GIVEN PASSAGE:
-- Start --

# How are you using your Rover furniture....or are you??



## tolisamarie (Jan 20, 2018)

This is the first event furniture I've been excited about and thanks to awesome and generous friends, I just got the last piece of the furniture (the second mug). I've used all of it (except the two extra screens) on the first floor of my RV.

Let me know what you think...and show us how you're using yours, if you are. 

I've built so much furniture, event and otherwise, that I'll never use, so it was nice to get something I actually like! 












And I redecorated my second floor too. I wish there were more bathroom items, but for now I'm stuck with a shower, hand washing station and a port-a-potty, but I figured it's better than going in the woods LOL!!!!


----------



## SierraSigma (Jan 20, 2018)

I really like the Ranch series, so what has happened with all three events so far is the new items have been incorporated or replaced items from that series (a 2x2 table for a 2x2 table for example). Im struggling to upload pictures... What I will say is that, especially with this event, it does kind of irritate me when people dont at least display the latest piece they have. Or, indeed, dont check what I have on display and realise I dont need diamond butterflies anymore...

Your camper is really good. I gave up going into them a while ago. Half the time, even with someone you can tell from their campsite has progressed quite far, it seems people tend not to bother paying off their loans and decorating their camper.

You definitely have more imagination than me. I just aimed to have complete sets on display and ended up with the modern, sleek and lovely sets. And then the modern set got a bed I cant fit so it hasnt changed and is displaying an incomplete set.

The only negative point I have about your camper, something youre probably completely unaware of: when people visit it, your character stands in the way of the corridor so the only thing they can do is sit on the nearest zen chair. I know its such a minor niggle but seeing as running around and interacting with the items is all you can do with others' camps... Mirroring the whole downstairs so the table is on the right and the kitchen on the left would solve it. Just a suggestion. Besides that, it makes really inventive use of space and furniture available so it's great.


----------



## KaydeeKrunk (Jan 20, 2018)

-- End --

DATA EXTRACT:

-- Start --

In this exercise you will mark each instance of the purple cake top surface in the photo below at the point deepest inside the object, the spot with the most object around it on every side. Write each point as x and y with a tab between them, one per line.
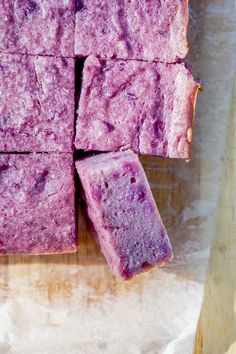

-- End --

SHORT EXERCISE 1: From the Rover furniture thread, extract the part that opens with the words containing "This is the" and closes with "I actually like!".
SHORT EXERCISE 2: In the Rover furniture thread, which bathroom items does tolisamarie say they are stuck with on the second floor?

CORRECT RESULT 1:
This is the first event furniture I've been excited about and thanks to awesome and generous friends, I just got the last piece of the furniture (the second mug). I've used all of it (except the two extra screens) on the first floor of my RV.

Let me know what you think...and show us how you're using yours, if you are. 

I've built so much furniture, event and otherwise, that I'll never use, so it was nice to get something I actually like!

CORRECT RESULT 2:
- a shower
- a hand washing station
- a port-a-potty